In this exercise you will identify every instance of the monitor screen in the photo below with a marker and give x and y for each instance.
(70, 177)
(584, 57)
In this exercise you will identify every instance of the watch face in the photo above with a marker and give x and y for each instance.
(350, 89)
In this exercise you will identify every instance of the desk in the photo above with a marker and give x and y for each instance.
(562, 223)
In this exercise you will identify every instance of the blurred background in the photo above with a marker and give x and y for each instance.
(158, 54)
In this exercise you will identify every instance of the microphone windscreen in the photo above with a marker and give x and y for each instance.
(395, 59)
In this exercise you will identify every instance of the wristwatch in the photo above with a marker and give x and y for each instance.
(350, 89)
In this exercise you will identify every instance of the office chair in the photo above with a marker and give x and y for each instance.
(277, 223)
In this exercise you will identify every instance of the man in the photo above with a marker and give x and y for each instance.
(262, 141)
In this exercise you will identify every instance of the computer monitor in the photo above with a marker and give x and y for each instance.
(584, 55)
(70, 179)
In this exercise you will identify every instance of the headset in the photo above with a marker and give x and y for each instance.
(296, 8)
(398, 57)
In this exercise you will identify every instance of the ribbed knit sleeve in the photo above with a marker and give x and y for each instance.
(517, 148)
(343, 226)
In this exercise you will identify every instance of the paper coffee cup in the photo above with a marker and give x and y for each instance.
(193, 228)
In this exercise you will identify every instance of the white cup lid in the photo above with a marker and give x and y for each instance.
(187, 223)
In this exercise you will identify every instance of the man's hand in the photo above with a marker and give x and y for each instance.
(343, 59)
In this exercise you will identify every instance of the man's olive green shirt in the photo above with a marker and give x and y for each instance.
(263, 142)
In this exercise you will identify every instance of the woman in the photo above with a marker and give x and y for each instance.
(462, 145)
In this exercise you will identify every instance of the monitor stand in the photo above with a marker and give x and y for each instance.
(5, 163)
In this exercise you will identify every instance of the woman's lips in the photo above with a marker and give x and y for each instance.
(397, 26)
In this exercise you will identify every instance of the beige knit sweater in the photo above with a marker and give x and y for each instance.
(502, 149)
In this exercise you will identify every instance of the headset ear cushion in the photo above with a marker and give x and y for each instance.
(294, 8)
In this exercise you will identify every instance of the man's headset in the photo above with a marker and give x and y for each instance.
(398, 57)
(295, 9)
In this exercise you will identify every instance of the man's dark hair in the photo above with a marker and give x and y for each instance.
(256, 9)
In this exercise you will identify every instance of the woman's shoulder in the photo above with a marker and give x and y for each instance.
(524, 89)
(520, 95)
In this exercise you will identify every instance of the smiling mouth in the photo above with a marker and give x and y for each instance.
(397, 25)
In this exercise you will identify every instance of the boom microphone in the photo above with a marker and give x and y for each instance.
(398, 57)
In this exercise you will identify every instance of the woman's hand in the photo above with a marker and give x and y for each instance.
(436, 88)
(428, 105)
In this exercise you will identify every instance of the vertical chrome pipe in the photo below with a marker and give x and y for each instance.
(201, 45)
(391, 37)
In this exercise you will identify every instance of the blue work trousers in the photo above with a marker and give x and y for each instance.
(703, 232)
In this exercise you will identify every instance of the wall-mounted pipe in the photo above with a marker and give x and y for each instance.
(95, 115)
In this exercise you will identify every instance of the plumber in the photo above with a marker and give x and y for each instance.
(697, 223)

_STATED EXERCISE_
Starting at the line that contains "In this exercise you will identify every instance of the plumber", please rewrite everything through the end of the entries above, keeping the requests. Multiply each coordinate in the answers by 0.35 and round to whole numbers, with halves going up.

_RESPONSE TO THE TASK_
In this exercise you will identify every instance of the plumber in the photo above with a marker and give x and y for each instance.
(244, 78)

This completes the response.